Rescale the lines below from the line containing "For the evaluation, point out each instance of the shallow" through the last line, giving them all again with requests included and every answer coordinate multiplied by 1.9 and rounded to a whole number, halves up. Return only those lines and leave out the pictures.

--- Start Supplied material ---

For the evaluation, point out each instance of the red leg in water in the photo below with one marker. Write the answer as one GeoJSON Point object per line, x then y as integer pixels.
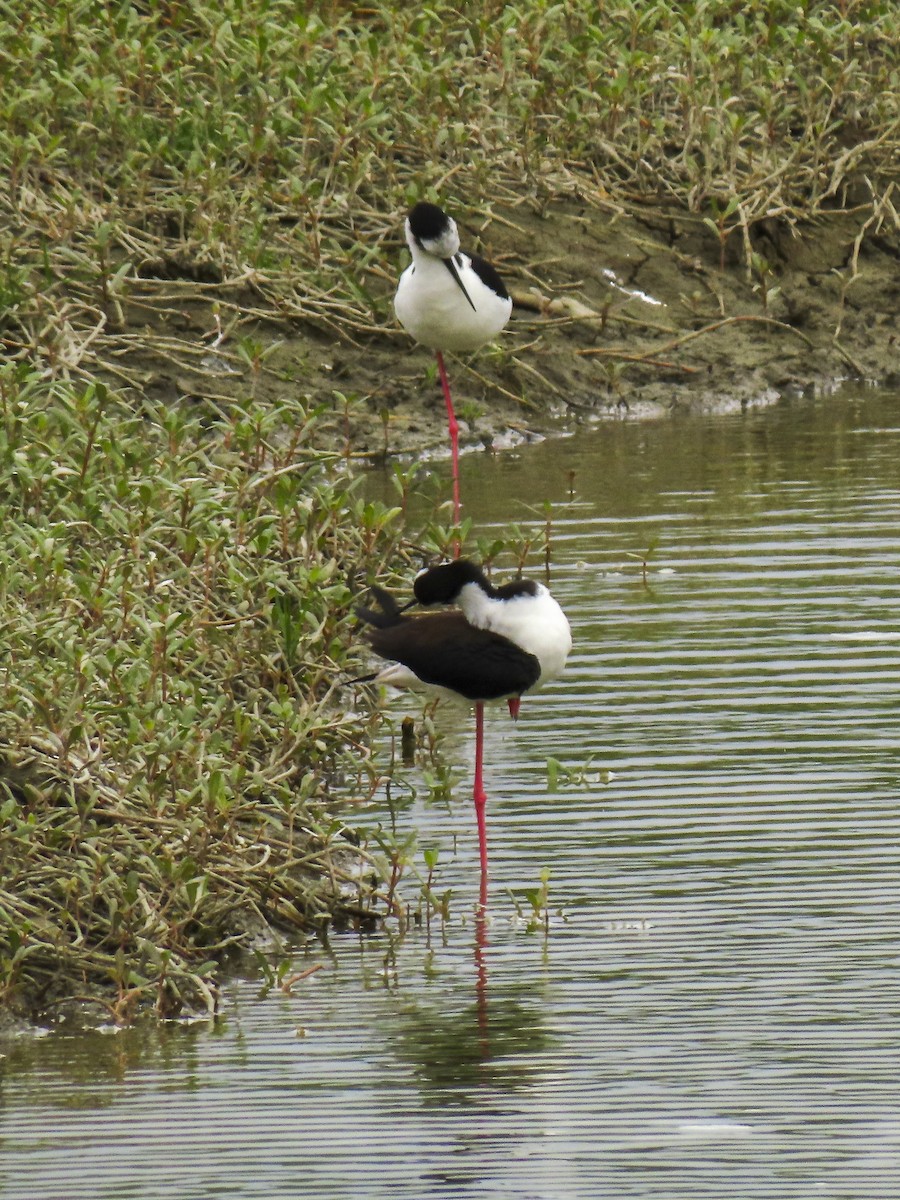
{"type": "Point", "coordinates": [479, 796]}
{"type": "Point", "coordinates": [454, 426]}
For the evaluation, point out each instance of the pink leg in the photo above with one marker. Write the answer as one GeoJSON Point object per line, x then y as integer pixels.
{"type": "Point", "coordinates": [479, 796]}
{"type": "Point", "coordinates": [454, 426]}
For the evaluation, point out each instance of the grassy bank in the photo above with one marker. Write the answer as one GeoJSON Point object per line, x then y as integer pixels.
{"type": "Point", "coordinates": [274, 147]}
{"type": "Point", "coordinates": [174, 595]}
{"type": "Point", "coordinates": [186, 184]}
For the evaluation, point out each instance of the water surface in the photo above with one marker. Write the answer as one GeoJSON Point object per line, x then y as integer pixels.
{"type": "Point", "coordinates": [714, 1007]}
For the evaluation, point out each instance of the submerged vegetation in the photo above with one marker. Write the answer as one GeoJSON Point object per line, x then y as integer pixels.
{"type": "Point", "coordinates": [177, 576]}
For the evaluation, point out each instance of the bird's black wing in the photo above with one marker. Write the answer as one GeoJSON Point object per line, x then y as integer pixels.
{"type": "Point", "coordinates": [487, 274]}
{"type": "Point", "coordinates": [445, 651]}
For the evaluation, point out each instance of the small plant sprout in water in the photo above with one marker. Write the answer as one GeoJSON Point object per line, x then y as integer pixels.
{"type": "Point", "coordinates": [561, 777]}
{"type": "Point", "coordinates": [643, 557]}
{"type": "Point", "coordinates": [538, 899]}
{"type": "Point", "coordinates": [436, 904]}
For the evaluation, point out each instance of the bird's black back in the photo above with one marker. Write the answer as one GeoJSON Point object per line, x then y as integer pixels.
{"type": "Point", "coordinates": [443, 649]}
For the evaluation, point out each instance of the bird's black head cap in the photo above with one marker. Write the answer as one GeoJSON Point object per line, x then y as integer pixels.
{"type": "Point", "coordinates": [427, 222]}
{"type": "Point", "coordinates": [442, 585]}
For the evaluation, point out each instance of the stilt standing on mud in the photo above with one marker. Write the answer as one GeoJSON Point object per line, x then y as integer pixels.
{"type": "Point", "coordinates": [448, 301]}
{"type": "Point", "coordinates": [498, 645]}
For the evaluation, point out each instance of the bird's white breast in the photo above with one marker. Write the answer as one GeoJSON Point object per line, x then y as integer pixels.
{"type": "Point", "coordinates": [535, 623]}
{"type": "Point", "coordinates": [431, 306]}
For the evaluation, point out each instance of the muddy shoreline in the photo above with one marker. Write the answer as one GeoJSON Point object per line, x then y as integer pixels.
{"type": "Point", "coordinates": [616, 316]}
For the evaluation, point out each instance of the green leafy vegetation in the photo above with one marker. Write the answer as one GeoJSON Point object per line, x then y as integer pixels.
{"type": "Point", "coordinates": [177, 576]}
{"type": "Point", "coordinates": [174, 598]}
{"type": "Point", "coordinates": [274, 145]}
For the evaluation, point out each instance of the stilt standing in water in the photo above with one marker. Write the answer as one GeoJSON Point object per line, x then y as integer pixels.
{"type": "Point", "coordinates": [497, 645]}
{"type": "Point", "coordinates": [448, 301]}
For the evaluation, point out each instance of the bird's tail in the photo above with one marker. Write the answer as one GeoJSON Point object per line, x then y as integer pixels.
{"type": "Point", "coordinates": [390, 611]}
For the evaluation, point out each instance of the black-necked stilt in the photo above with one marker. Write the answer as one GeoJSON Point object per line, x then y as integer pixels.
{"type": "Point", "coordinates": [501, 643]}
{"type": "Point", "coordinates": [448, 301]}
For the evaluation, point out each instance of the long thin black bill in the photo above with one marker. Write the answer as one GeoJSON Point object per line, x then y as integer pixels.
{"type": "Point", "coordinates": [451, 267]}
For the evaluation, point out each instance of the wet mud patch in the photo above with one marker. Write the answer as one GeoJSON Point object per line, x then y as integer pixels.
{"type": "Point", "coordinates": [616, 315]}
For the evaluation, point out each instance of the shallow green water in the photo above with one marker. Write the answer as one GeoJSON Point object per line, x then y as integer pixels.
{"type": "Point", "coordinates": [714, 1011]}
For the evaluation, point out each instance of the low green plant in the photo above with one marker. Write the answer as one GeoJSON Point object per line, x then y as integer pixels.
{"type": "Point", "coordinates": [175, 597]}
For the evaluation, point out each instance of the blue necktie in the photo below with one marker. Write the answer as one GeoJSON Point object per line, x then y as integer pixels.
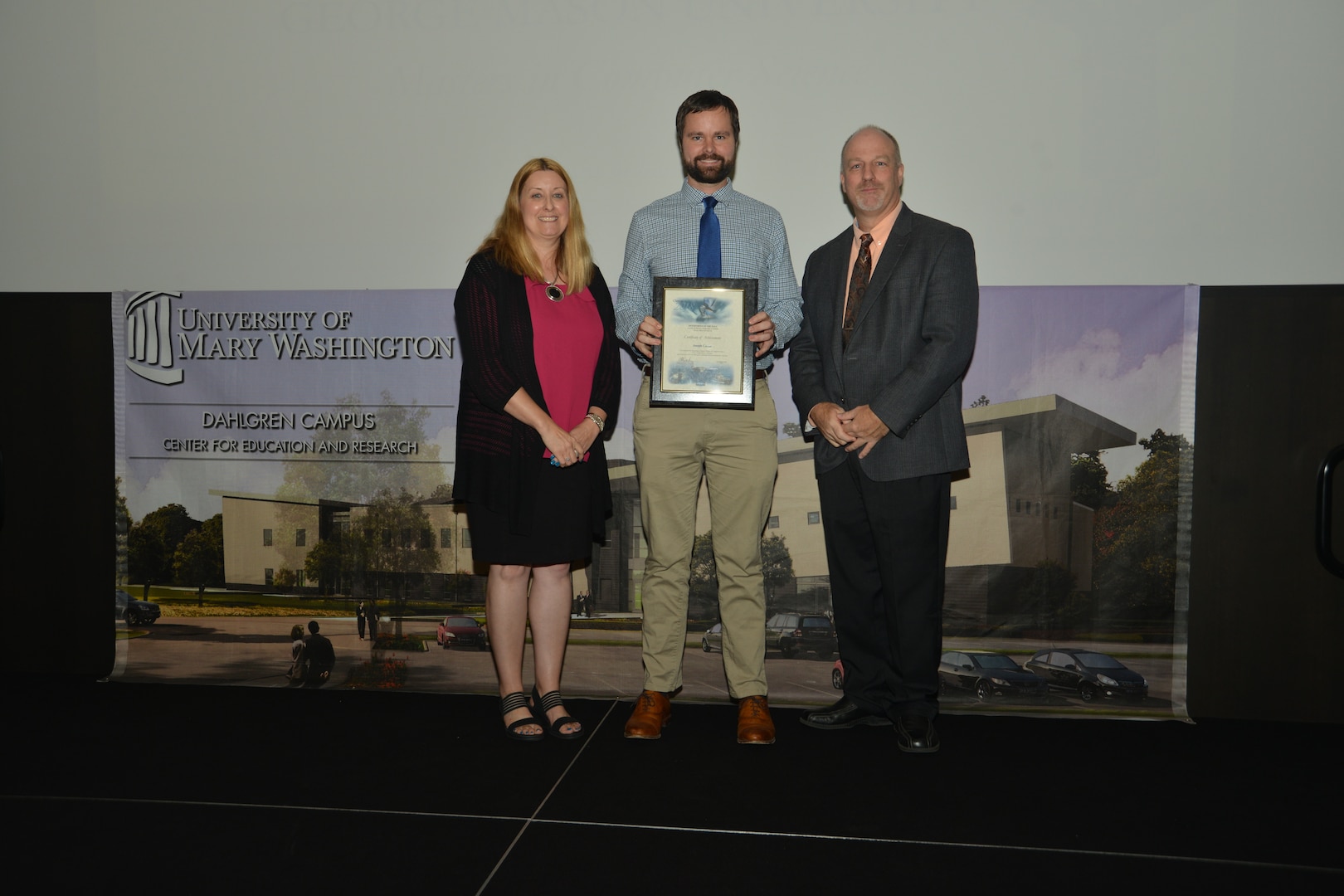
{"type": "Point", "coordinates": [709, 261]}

--- End Supplied material ---

• [Answer to the task]
For the evaluation, point out each instance of the shallow green water in the photo above with one marker. Write the answer as one GeoJSON Point object per line, x then y as integer pixels.
{"type": "Point", "coordinates": [1357, 1921]}
For the evaluation, point out each instance of the low green plant in the photo above with one marker. Write the answer as one GeoJSON Point object per line, x then y as integer pixels.
{"type": "Point", "coordinates": [333, 1134]}
For the evaluation, point out each instance of the blue necktie in the photo below with one marker. Write the answer as one GeoJSON Point object per line, x then y as integer pixels.
{"type": "Point", "coordinates": [1347, 496]}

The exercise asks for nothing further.